[begin DATASET CONTENT]

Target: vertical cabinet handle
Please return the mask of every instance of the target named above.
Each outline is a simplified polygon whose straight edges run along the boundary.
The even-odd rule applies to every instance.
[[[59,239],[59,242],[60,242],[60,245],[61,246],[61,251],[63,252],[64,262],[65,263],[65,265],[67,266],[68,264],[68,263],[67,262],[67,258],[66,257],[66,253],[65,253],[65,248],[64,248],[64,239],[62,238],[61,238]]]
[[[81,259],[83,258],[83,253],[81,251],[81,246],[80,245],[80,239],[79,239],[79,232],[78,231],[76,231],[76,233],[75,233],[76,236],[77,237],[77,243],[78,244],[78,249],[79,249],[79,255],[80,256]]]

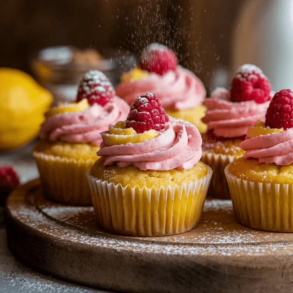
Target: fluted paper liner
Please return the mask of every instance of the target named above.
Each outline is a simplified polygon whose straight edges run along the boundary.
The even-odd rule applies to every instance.
[[[293,184],[252,182],[225,172],[237,221],[271,232],[293,232]]]
[[[225,175],[225,168],[227,165],[242,156],[242,155],[231,156],[202,151],[201,161],[208,165],[213,170],[211,184],[207,191],[208,196],[214,198],[230,199],[229,188]]]
[[[92,205],[86,174],[94,160],[61,158],[35,151],[33,154],[47,197],[71,205]]]
[[[87,173],[99,225],[110,232],[132,236],[183,233],[199,222],[212,171],[183,186],[151,188],[98,180]]]

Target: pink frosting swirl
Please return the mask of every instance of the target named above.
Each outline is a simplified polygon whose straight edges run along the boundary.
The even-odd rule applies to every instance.
[[[177,66],[163,75],[154,72],[139,80],[123,83],[116,93],[130,105],[146,93],[155,94],[165,109],[192,108],[202,103],[206,92],[202,83],[191,71]]]
[[[293,163],[293,128],[248,138],[240,147],[246,152],[246,159],[257,159],[260,163],[284,166]]]
[[[127,117],[130,108],[119,97],[103,107],[94,104],[79,112],[66,112],[49,117],[42,124],[40,135],[51,141],[59,139],[68,142],[91,142],[98,146],[102,141],[100,133]]]
[[[105,158],[104,164],[116,162],[120,167],[132,165],[140,170],[168,170],[192,168],[200,159],[202,140],[194,125],[170,117],[164,131],[143,142],[106,146],[97,153]]]
[[[258,120],[264,121],[270,101],[257,104],[254,100],[240,103],[230,101],[228,90],[217,88],[204,103],[207,108],[202,119],[216,136],[237,137],[246,134],[248,127]]]

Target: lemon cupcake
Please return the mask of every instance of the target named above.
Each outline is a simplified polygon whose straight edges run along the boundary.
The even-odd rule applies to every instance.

[end DATASET CONTENT]

### GIVEN TASK
Put every line of the items above into a numbered list, skipping the blank lines and leaving the pictures out.

### EXERCISE ANSWER
1. Target: vertical cabinet handle
2. Please return the mask of every instance of the target named above.
3. Each outline is a simplified polygon whose straight edges run along the boundary.
4. The even-odd rule applies to every instance.
5. [[[59,239],[59,242],[60,242],[60,245],[61,246],[61,251],[63,252],[64,262],[65,263],[65,265],[67,266],[68,264],[68,263],[67,262],[67,258],[66,257],[66,253],[65,253],[65,248],[64,248],[64,239],[62,238],[61,238]]]
6. [[[81,259],[83,258],[83,253],[81,251],[81,246],[80,245],[80,239],[79,239],[79,232],[78,231],[76,231],[76,233],[75,233],[76,236],[77,237],[77,243],[78,244],[78,249],[79,249],[79,255],[80,256]]]
7. Target: fluted paper liner
8. Please return the mask of every instance of the target named above.
9. Each outline is a simplified polygon whose straight edges run along the boundary.
10. The even-odd rule applies to every instance.
11. [[[293,184],[252,182],[225,172],[237,221],[271,232],[293,232]]]
12. [[[225,175],[225,168],[227,165],[242,156],[242,155],[231,156],[202,151],[201,161],[208,165],[213,170],[211,184],[207,191],[208,196],[214,198],[230,199],[229,188]]]
13. [[[92,205],[86,174],[94,160],[61,158],[35,151],[33,154],[47,197],[71,205]]]
14. [[[87,173],[99,225],[110,232],[132,236],[183,233],[199,222],[212,171],[183,186],[151,188],[98,180]]]
15. Target: pink frosting swirl
16. Please return the mask of every instance of the target named above.
17. Each outline is a simplified polygon whose straight edges run along the boundary.
18. The even-odd rule applies to every instance.
19. [[[177,66],[163,75],[154,72],[139,80],[123,83],[116,93],[130,105],[146,93],[155,94],[165,109],[192,108],[202,103],[206,92],[202,83],[191,71]]]
20. [[[293,163],[293,128],[248,138],[240,147],[246,152],[246,159],[257,159],[260,163],[284,166]]]
21. [[[127,117],[130,108],[119,97],[103,107],[94,104],[79,112],[66,112],[49,117],[42,124],[40,135],[51,141],[59,139],[68,142],[91,142],[98,146],[102,141],[100,133]]]
22. [[[105,158],[104,164],[116,162],[120,167],[132,165],[140,170],[168,170],[192,168],[200,159],[202,140],[194,125],[170,117],[164,131],[143,142],[106,146],[97,153]]]
23. [[[258,120],[264,121],[270,101],[257,104],[254,100],[240,103],[230,101],[228,90],[217,88],[204,103],[207,108],[202,119],[216,136],[237,137],[246,134],[248,127]]]
24. Target: lemon cupcake
25. Please return the mask of every instance of the target named above.
26. Each outline is a simplified polygon whose straight edges run along the boundary.
27. The even-odd rule applies to every instance.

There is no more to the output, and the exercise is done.